■ What to produce ■
For every line in the material below that holds "plain", report the line.

■ Data for analysis ■
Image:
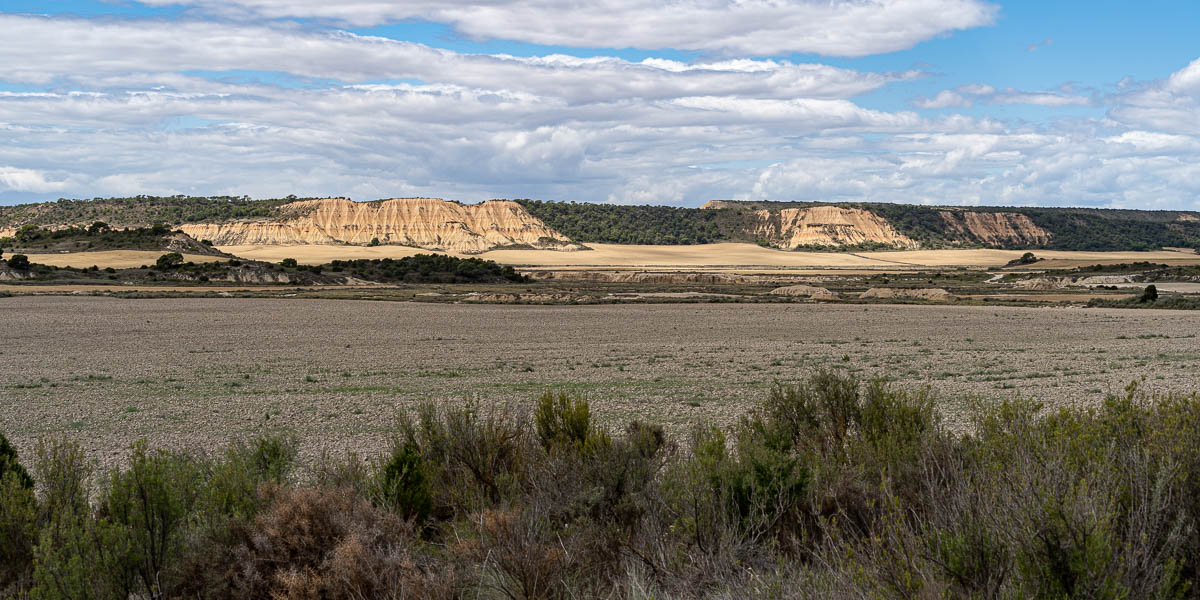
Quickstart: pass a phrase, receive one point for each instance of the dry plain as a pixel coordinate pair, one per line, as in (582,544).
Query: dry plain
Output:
--
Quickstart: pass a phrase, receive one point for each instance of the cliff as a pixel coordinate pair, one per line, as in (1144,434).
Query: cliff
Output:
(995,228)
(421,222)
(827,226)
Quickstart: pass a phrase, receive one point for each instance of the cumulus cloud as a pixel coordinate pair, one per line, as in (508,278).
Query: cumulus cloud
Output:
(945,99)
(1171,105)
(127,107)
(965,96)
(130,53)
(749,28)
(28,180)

■ Answer below ■
Quickstart: pass a phrase, receive one point for each instance of the dry plain as a pixel coordinate pair, one per line, as in (582,544).
Query: dry plain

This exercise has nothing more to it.